§ Extracted text:
<<<<
Without knowing the probability of selection for each individual, you cannot reliably estimate population parameters like prevalence or incidence.

✦ Pass the knowledge check with 100% to continue

Section 3

Probability Sampling Methods

⏱ Estimated reading time: 15 minutes

Introduction and Overview

Section 2 closed by walking through what non-probability sampling looks like and why it forfeits inferential validity. Section 3 returns to probability sampling and details the major variants you'll encounter in real surveys. The six tabs below are not interchangeable — each design buys a different combination of cost, complexity, and statistical efficiency. Read the comparison table at the end of the section as a decision aid you can return to whenever you're choosing a design.

Learning Objectives

  • Define a probability sample and explain why random selection is essential.
  • Describe simple random, systematic random, stratified random, cluster, multistage, and targeted (risk-based) sampling methods.
>>>>
Image point grounding data
<<<<
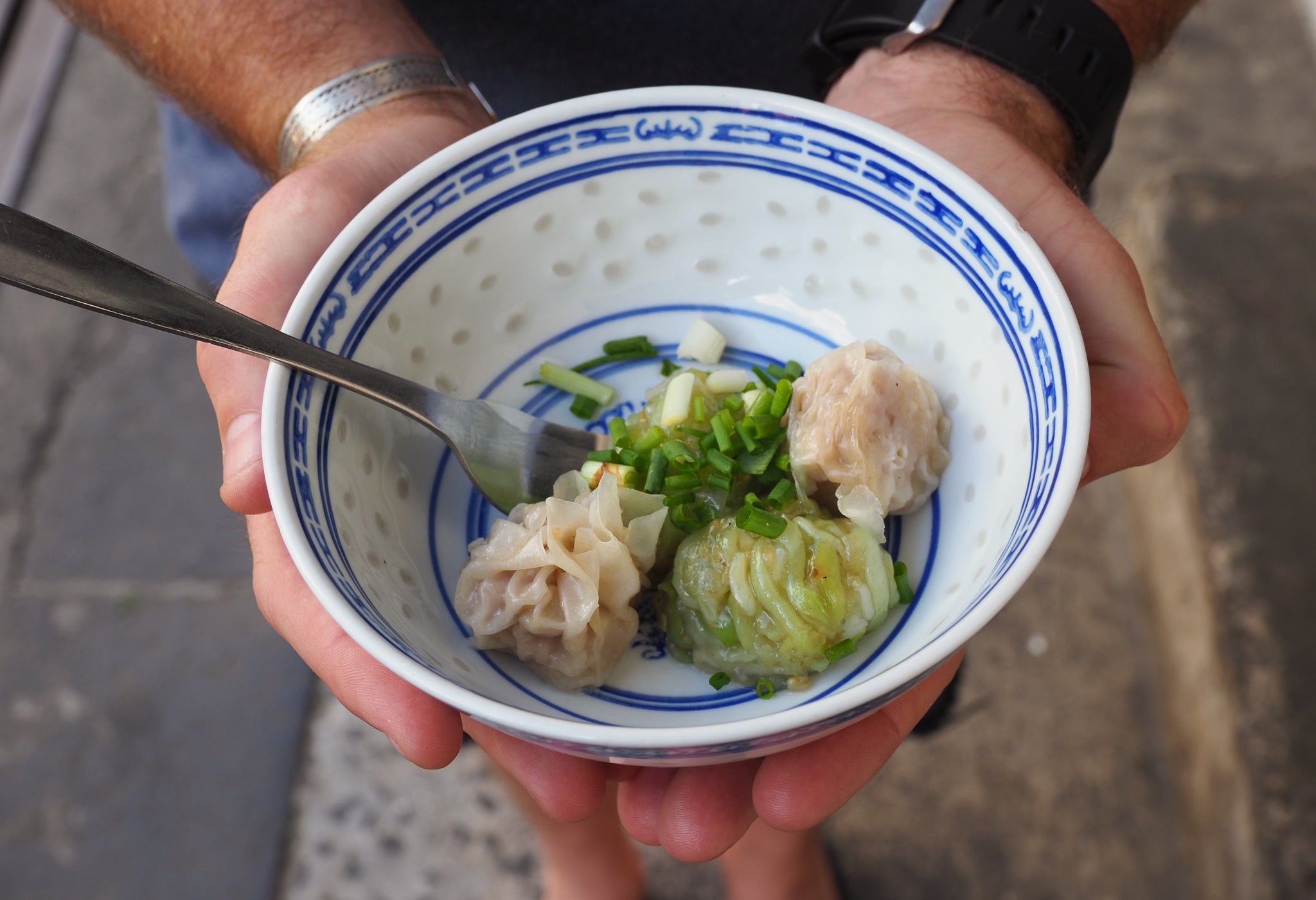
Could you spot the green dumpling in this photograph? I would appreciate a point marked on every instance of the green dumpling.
(757, 607)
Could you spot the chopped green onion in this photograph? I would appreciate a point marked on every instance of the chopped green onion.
(652, 440)
(751, 444)
(723, 425)
(583, 407)
(628, 345)
(765, 427)
(840, 650)
(571, 382)
(722, 462)
(683, 482)
(782, 398)
(720, 482)
(678, 454)
(619, 432)
(760, 522)
(657, 472)
(903, 588)
(756, 462)
(782, 494)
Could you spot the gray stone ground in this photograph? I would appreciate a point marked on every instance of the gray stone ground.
(158, 741)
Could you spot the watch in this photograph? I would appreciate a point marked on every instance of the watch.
(1072, 50)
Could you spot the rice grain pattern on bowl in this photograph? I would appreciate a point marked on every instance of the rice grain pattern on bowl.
(791, 227)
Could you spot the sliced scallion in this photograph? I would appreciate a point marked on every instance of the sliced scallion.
(657, 472)
(902, 574)
(840, 650)
(583, 407)
(571, 382)
(760, 522)
(782, 494)
(650, 440)
(682, 482)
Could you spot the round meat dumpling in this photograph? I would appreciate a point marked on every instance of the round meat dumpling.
(867, 423)
(555, 581)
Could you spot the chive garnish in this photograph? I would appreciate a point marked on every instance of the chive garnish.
(652, 440)
(583, 407)
(722, 462)
(573, 382)
(657, 472)
(781, 399)
(840, 650)
(760, 522)
(683, 482)
(619, 432)
(782, 494)
(639, 344)
(902, 574)
(720, 482)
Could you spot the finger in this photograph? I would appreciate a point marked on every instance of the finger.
(707, 809)
(1139, 411)
(271, 263)
(640, 803)
(567, 788)
(424, 730)
(798, 788)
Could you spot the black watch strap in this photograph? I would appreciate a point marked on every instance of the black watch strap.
(1069, 49)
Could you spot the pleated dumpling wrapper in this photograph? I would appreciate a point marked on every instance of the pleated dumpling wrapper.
(867, 423)
(555, 582)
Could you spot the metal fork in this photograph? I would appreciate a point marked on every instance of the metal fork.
(511, 457)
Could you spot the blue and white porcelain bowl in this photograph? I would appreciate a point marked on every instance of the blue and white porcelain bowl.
(790, 225)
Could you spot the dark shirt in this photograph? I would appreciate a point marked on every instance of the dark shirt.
(524, 55)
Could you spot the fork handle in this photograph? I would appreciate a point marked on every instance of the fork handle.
(41, 258)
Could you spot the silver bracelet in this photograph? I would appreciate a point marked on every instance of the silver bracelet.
(357, 91)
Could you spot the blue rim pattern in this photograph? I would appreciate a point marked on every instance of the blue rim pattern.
(900, 191)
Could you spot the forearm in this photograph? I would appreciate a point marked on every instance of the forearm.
(241, 65)
(934, 78)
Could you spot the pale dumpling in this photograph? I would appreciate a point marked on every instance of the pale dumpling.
(555, 582)
(867, 423)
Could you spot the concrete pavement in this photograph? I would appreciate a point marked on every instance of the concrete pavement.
(158, 741)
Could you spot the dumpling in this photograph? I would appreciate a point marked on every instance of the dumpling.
(555, 582)
(871, 425)
(758, 607)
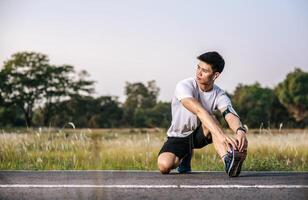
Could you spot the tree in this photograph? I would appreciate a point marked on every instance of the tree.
(253, 104)
(293, 94)
(61, 83)
(86, 111)
(28, 80)
(21, 81)
(139, 97)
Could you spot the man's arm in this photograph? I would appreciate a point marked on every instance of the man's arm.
(207, 120)
(234, 124)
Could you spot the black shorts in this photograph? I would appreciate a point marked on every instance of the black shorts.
(182, 146)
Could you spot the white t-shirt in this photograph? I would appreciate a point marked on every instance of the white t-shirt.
(185, 122)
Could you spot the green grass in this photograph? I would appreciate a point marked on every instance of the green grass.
(137, 149)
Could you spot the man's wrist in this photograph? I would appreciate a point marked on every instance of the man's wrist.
(241, 130)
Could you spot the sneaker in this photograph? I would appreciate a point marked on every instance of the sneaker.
(232, 161)
(243, 157)
(184, 166)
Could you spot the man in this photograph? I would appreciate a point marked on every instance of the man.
(194, 125)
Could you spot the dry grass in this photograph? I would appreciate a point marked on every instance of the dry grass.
(138, 148)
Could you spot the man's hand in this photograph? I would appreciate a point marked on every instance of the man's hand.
(242, 142)
(228, 142)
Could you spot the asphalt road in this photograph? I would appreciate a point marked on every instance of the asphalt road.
(151, 185)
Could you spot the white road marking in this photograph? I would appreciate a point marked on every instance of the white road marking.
(157, 186)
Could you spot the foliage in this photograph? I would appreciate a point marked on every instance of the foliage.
(28, 80)
(293, 94)
(259, 106)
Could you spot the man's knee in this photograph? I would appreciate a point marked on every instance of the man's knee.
(166, 161)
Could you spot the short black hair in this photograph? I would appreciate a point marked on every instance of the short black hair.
(214, 59)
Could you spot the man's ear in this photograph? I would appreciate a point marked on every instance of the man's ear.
(216, 75)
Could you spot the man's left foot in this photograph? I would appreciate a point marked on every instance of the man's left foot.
(232, 161)
(243, 157)
(184, 166)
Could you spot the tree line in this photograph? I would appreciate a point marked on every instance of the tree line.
(34, 92)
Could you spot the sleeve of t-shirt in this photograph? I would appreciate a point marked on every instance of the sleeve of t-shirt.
(183, 90)
(223, 101)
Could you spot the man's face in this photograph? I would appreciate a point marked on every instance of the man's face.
(205, 74)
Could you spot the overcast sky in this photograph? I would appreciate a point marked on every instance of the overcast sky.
(118, 41)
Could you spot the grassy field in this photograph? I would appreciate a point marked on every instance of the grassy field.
(137, 149)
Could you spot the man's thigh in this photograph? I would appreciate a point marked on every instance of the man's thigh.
(180, 147)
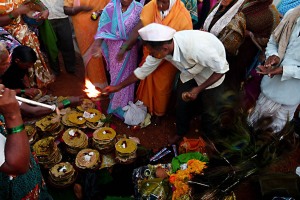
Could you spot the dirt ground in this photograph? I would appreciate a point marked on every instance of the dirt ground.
(155, 137)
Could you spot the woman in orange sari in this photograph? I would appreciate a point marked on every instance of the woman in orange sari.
(85, 29)
(10, 20)
(155, 90)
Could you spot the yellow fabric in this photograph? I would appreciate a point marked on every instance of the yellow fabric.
(39, 75)
(85, 30)
(155, 90)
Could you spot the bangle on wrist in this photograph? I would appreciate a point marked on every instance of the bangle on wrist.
(11, 16)
(66, 102)
(16, 129)
(124, 46)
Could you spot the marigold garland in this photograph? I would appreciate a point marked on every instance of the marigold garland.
(181, 178)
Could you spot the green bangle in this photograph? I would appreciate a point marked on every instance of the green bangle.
(16, 129)
(66, 102)
(11, 16)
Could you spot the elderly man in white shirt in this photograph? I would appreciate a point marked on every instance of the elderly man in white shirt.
(280, 87)
(201, 59)
(63, 30)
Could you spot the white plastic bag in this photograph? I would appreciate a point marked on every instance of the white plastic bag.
(134, 113)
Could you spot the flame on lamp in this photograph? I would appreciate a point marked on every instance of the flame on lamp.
(91, 90)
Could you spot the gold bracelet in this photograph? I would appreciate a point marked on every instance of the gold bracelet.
(16, 129)
(11, 16)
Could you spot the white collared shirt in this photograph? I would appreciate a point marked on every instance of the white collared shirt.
(56, 9)
(284, 88)
(197, 54)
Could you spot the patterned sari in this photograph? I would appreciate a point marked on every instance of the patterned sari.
(155, 90)
(85, 30)
(39, 74)
(114, 28)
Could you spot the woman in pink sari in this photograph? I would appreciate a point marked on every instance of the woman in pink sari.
(118, 19)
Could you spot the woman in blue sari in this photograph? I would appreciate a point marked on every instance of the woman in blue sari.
(118, 19)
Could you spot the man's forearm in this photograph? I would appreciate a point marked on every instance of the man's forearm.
(129, 80)
(211, 80)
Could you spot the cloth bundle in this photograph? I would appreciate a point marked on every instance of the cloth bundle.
(134, 113)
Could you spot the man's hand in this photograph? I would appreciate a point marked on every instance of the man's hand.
(191, 95)
(75, 100)
(83, 8)
(43, 15)
(9, 105)
(111, 89)
(270, 71)
(272, 61)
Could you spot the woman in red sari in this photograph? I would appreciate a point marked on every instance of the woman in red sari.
(10, 19)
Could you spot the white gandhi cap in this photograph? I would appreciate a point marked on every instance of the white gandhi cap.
(156, 32)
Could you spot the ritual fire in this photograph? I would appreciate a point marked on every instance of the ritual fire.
(91, 90)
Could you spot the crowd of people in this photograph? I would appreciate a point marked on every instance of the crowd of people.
(201, 49)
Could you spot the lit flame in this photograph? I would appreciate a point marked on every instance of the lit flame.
(91, 90)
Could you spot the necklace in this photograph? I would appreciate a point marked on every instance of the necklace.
(123, 9)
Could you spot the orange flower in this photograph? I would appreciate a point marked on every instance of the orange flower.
(181, 178)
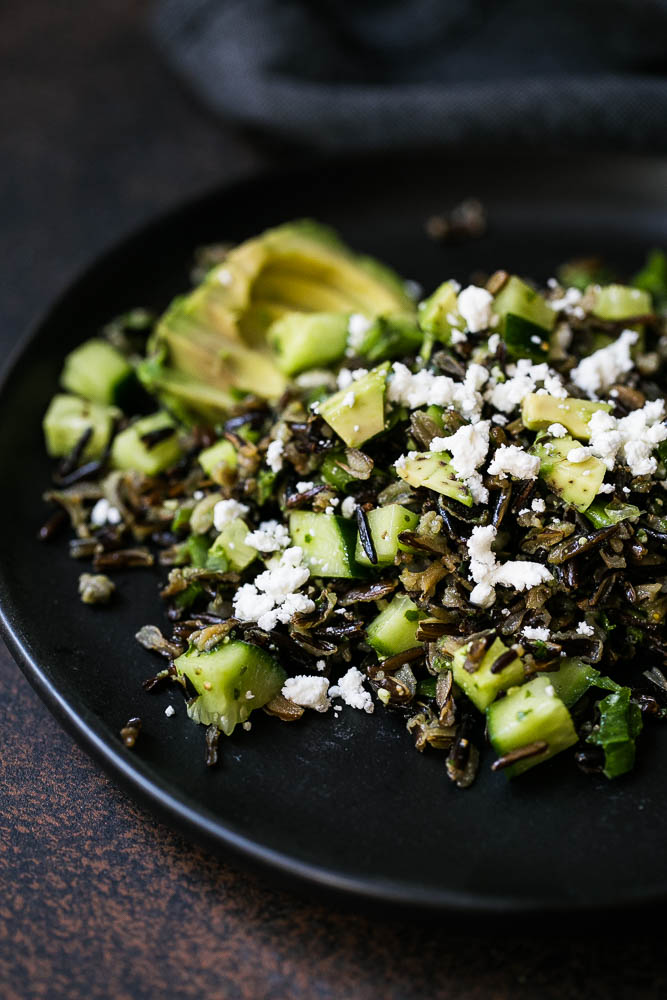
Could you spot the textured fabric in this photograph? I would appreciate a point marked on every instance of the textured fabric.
(457, 72)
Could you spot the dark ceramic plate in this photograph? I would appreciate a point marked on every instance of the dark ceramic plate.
(341, 803)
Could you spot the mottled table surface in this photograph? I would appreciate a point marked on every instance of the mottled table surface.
(97, 898)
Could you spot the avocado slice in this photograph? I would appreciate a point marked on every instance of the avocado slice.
(577, 482)
(434, 470)
(357, 412)
(540, 411)
(211, 346)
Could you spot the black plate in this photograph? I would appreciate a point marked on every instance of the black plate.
(344, 803)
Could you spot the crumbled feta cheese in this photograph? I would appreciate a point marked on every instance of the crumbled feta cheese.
(541, 634)
(351, 689)
(474, 305)
(348, 507)
(307, 691)
(468, 448)
(226, 511)
(487, 573)
(513, 461)
(274, 455)
(271, 536)
(597, 372)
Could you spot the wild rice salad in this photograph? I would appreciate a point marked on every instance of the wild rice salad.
(452, 510)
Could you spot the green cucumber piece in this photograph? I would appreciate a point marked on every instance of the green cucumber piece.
(434, 470)
(395, 628)
(516, 298)
(307, 340)
(97, 371)
(540, 411)
(131, 451)
(357, 413)
(527, 714)
(327, 542)
(231, 544)
(223, 679)
(482, 686)
(385, 525)
(69, 417)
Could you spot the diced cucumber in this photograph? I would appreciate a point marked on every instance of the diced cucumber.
(385, 524)
(133, 448)
(482, 686)
(578, 483)
(390, 337)
(434, 470)
(231, 543)
(527, 714)
(540, 411)
(439, 314)
(327, 541)
(97, 371)
(395, 628)
(67, 419)
(221, 454)
(308, 340)
(614, 302)
(231, 680)
(357, 413)
(519, 299)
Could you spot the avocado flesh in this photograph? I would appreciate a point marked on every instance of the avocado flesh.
(214, 339)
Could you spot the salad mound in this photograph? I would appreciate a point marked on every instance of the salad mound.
(451, 509)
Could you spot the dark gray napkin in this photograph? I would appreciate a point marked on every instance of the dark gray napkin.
(456, 72)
>>>>
§ Assignment 1: How would you render this sentence from the probability sampling text in Spanish: "Section 3 returns to probability sampling and details the major variants you'll encounter in real surveys."
§ Assignment 2: Pick up the probability sampling text after its last learning objective and continue it.
These records come from a separate source.

§ Answer space 1: La sección 3 vuelve al muestreo probabilístico y detalla las principales variantes que encontrará en encuestas reales.

§ Answer space 2:
  • Identify the advantages and disadvantages of each method.

What Is a Probability Sample?

A probability sample is one in which every element in the population has a known, non-zero probability of being included. This implies that a formal process of random selection has been applied to the sampling frame. The key advantage is that probability samples allow for valid statistical inferences about the source population.

Random ≠ Haphazard

Random selection uses a formal, reproducible process (e.g., computer-generated random numbers, random number tables) — it is not the same as selecting participants haphazardly or arbitrarily.

Types of Probability Sampling

Simple Random Sample

In a simple random sample, every study subject in the source population has an equal probability of being included. A complete list of the source population is required, and a formal random process is used to select individuals.

Example: To study wait times in a hospital emergency room, you need 1,000 records from 13,000 admissions over the past year. You randomly generate 1,000 numbers between 1 and 13,000 and pull those records.

Advantage: Conceptually simple; all standard statistical analyses apply directly.

Limitation: Requires a complete list of the entire source population.

Systematic Random Sample

In a systematic random sample, a complete list is not required — you only need an estimate of the total population and sequential access to individuals. The sampling interval (j) is computed as the population size divided by the desired sample size.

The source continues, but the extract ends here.